(And was the frozen salmon a red herring?)
Errol Morris – Air Mail
“Truth never shows itself directly. It always hides behind falsehood. Perhaps the only route to truth is by way of falsehood. Take the salmon. Fresh, on ice. Stories can be best defined by the fetish objects that inhabit them. Here, it’s the iced salmon.
July 30, 1975, is an incredibly hot and humid day—90 degrees, the high forecast in the Detroit morning newspapers. Jimmy Hoffa is pacing up and down in the parking lot of the Machus Red Fox. In short sleeves—better to display his massive forearms. (Can you be a labor boss without massive forearms?) Back at Hoffa’s home on Square Lake, a note is taped to a lampshade on his desk. It’s an itinerary or, if you like, a to-do list. One item reads, “TG 230 Wed 14 Mile Tel Fox Rest Maple Road.” “TG” are the initials of Tony Giacalone, “Tony Jack,” a captain in the Detroit Mafia. The Machus Red Fox is a restaurant located in a busy shopping plaza at the intersection of Telegraph Road and West Maple, just north of 14 Mile Road.
“MACHUS is a name synonymous with sumptuous foods and pastries in the Birmingham-Bloomfield,” boasts an old menu I found online. In addition to the famed salad offerings, they had a healthy selection of meats, ground and otherwise. They also had a dress code: jacket and tie.
But Hoffa, in his short sleeves, never tried it.
A Frozen Salmon Was Involved
So much has been written, filmed, and speculated about what exactly happened to Hoffa—most recently in Martin Scorsese’s The Irishman and Jack Goldsmith’s In Hoffa’s Shadow: A Stepfather, a Disappearance in Detroit, and My Search for the Truth—yet the mystery endures. One thing that pretty much everyone agrees on is that a frozen salmon was involved. But we’re getting ahead of ourselves. Let’s return to what was apparently Jimmy Hoffa’s last day.
Earlier that afternoon, Hoffa drove his dark-green Pontiac Grand Ville to Airport Limousine Services, a transportation company run by his old Teamster buddy Louis Linteau. At a get-together at Hoffa’s house the previous weekend, Hoffa had told Linteau that he had arranged to meet with Giacalone at 2:00 P.M. on Wednesday, July 30, but did not tell him what the meeting was about. Hoffa arrived at Linteau’s place around 1:30 P.M., perhaps thinking that Linteau would join him for the meeting. But when he discovered that Linteau had already left for lunch elsewhere, he grew “very loud and was obviously upset,” Goldsmith reports, and “his eyes were in a rage.”
There is a weird discrepancy about whether the meeting was set for 2:00 or 2:30, but the uncertainty simply contributes to the argument that something strange was going on: Hoffa’s friends and family were incredulous that he would wait any amount of time; he was known to be extremely punctual and intolerant of those who weren’t. What compelled Hoffa to continue to pace around the sweltering asphalt outside the Machus Red Fox? Was he hoping to get high-level Mafia approval of his attempts to regain control of the Teamsters?

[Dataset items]

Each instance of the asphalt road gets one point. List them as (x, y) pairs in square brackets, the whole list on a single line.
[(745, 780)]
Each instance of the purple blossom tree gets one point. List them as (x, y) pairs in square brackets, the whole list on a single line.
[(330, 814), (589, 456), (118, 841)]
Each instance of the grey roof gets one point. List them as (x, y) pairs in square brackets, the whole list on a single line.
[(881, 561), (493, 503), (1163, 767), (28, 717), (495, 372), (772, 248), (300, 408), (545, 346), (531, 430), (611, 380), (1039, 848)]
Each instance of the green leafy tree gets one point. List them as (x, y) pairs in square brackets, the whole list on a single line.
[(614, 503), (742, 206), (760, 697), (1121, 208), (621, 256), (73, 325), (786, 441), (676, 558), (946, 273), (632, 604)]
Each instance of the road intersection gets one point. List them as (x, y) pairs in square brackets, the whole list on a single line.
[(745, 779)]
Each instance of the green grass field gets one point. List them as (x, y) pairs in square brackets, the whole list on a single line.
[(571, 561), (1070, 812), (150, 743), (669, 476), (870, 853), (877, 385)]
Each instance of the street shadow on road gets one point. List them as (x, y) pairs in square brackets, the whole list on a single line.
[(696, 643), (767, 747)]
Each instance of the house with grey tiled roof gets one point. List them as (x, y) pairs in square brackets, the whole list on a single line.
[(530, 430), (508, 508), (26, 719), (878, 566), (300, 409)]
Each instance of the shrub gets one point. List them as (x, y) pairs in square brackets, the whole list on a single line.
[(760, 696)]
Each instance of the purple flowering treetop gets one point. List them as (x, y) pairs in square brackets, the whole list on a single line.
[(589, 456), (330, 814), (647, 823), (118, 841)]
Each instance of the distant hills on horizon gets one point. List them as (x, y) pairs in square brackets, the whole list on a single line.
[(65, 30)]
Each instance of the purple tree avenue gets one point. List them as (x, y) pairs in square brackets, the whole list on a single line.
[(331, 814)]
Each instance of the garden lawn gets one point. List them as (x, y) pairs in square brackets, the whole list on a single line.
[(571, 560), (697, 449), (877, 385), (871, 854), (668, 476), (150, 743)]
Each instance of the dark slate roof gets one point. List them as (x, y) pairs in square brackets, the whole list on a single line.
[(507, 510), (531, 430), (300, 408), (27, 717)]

## Brief 1:
According to the article on Jimmy Hoffa's disappearance, what dress code did the Machus Red Fox have?
## Brief 2:
Carry on the article about Jimmy Hoffa's last day, starting right after its final sentence.
The items are separate from the Hoffa article and have nothing to do with it.

## Response box 1:
Jacket and tie.

## Response box 2:
What happens next is a matter of conjecture, of inference—a collision between unimpeachable data such as phone calls, the unreliability of witness testimony, and fish-delivery times. We do know several things for certain: there’s a real world out there, a real asphalt parking lot, a real phone booth, and a real Machus Red Fox (now called Andiamo). And Jimmy Hoffa was there, left, and never came back.
What happens next is a matter of conjecture, of inference—a collision between unimpeachable data such as phone calls, the unreliability of witness testimony, and fish-delivery times.
None of the many theories about what happened to Jimmy Hoffa after he got picked up include the possibility that he’s alive and living on some remote island in the South Pacific. In all of them, he’s dead—very dead. Most likely he was killed shortly after leaving the Machus parking lot. Accounts of what happened to the body diverge––cremation at a local funeral parlor, crushing into 50-gallon oil drums at a New Jersey dump, burial under Giants Stadium, road fill for one interstate highway or another, and the like. A cornucopia of horror-movie scenarios.
But here is the central question that should concern us: Did Chuckie O’Brien—Hoffa’s “foster son” and, as it happens, Jack Goldsmith’s stepfather—pick up Hoffa from the Machus Red Fox that afternoon in (Tony’s son) Joey Giacalone’s car, as is portrayed in most accounts? (Or did someone else?) Did Chuckie, wittingly or unwittingly, chauffeur Hoffa to his death?
In almost every version—including the one featured in The Irishman (an adaptation of the book I Heard You Paint Houses)—Chuckie is driving the car that picks Hoffa up for his appointment in Samarra. Goldsmith, a professor at Harvard Law School and former head of the Office of Legal Counsel under President George W. Bush, says it couldn’t have been Chuckie. With In Hoffa’s Shadow, he attempts to clear his stepfather’s name. (The interview that follows has been edited and condensed.)
ERROL MORRIS: Does truth matter here?
JACK GOLDSMITH: I’ve read many reviews that said The Irishman and the underlying book are based on a true account. Scorsese was asked if it matters whether his portrayal of Hoffa’s death is true. “I don’t really care about that,” Scorsese said. But it does matter to my stepfather, obviously.
MORRIS: And it matters to you.
GOLDSMITH: It matters to me. It matters to me primarily for him. I’m fatalistic about these things. Chuckie’s been tagged with this for 44 years. So this is just the latest in a series of humiliations for him.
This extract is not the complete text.